╭──

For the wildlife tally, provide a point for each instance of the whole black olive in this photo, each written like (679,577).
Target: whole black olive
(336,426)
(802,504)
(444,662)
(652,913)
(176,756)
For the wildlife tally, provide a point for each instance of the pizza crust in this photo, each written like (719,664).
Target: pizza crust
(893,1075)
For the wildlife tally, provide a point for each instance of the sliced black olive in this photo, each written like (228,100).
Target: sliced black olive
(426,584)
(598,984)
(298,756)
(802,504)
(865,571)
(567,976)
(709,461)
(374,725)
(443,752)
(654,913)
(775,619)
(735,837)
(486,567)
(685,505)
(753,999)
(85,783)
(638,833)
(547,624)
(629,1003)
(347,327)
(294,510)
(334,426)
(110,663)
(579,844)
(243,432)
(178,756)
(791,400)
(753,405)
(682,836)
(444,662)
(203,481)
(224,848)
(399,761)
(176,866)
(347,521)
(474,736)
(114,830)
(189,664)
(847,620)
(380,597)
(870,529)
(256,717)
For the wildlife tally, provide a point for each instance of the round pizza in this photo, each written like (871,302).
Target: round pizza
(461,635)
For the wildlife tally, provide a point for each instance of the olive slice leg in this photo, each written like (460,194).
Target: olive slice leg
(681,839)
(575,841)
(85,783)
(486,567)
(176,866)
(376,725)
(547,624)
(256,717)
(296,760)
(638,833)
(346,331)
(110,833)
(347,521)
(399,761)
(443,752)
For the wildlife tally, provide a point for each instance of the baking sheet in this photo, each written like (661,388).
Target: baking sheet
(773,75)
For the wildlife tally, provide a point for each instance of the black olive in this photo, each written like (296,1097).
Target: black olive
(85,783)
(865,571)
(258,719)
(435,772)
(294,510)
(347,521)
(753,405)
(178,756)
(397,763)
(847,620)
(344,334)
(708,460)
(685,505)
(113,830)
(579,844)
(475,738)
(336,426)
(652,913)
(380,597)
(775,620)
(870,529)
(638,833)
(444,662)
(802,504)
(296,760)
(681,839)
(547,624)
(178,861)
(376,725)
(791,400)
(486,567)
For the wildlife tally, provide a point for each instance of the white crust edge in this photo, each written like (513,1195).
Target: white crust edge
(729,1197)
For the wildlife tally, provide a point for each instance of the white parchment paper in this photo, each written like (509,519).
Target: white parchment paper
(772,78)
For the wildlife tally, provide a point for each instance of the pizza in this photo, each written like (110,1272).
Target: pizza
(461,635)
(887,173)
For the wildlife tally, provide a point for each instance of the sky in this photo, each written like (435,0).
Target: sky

╰──

Could you repeat every line of the material above word for word, without altering anything?

Output of the task ▸
For the wildlife tally, provide a point for each instance of the whole black olive in this photo, each written like (679,577).
Target: whole black olive
(336,426)
(802,504)
(444,662)
(652,913)
(176,756)
For the wildlife tally, provide a point for each instance of the pizza crust in this photo, each written like (719,664).
Target: pizza crust
(893,1075)
For the wildlife tally, provide a point for each instance of the sliced black olive in this photo, each written like (228,100).
Target: sliced black olive
(426,584)
(598,984)
(298,756)
(802,504)
(865,571)
(567,976)
(709,461)
(374,725)
(443,752)
(654,913)
(775,619)
(735,837)
(486,567)
(685,505)
(753,999)
(85,783)
(638,833)
(547,624)
(629,1003)
(347,327)
(294,510)
(334,426)
(110,663)
(579,844)
(243,432)
(178,756)
(791,400)
(753,405)
(682,836)
(444,662)
(203,481)
(224,848)
(399,761)
(176,866)
(347,521)
(474,736)
(114,830)
(189,664)
(847,620)
(380,597)
(870,529)
(256,717)
For the wildlife tally, provide a point for each instance of the round pizza in this photo, each written like (871,302).
Target: round pizza
(461,635)
For the wildlife tally, provide a point for each instance of the olive slice leg in this photo, each written like (460,194).
Target: olive slice leg
(681,839)
(575,841)
(85,783)
(486,567)
(176,866)
(376,725)
(547,624)
(256,717)
(296,760)
(638,833)
(346,331)
(110,833)
(347,521)
(399,761)
(443,752)
For the wildlife tally, provide a point for each instance of the baking sheet in this photo, each written like (661,388).
Target: baking sheet
(773,75)
For the wildlife tally, provide a point for each instance of the black olive in this photo, each written like (296,1097).
Target: black olive
(85,783)
(865,571)
(258,719)
(435,772)
(294,510)
(347,521)
(753,405)
(178,756)
(397,763)
(847,620)
(344,334)
(708,460)
(685,505)
(113,830)
(579,844)
(475,738)
(336,426)
(652,913)
(380,597)
(775,620)
(870,529)
(638,833)
(444,662)
(802,504)
(296,760)
(681,839)
(547,624)
(178,861)
(376,725)
(791,400)
(486,567)
For the wildlife tally, provide a point for each instance of the white crust edge in this photo, each written like (513,1195).
Target: white crust edge
(729,1197)
For the wildlife tally, provide a point for each instance of the white parchment paper in this photo, each written like (509,519).
Target: white parchment paper
(772,78)
For the wildlife tally, provide a point for each instance of the pizza in this photo, each written like (110,1272).
Target: pizza
(461,635)
(887,173)
For the wildlife tally, provide a point for each instance of the sky in this photo, each written like (435,0).
Target: sky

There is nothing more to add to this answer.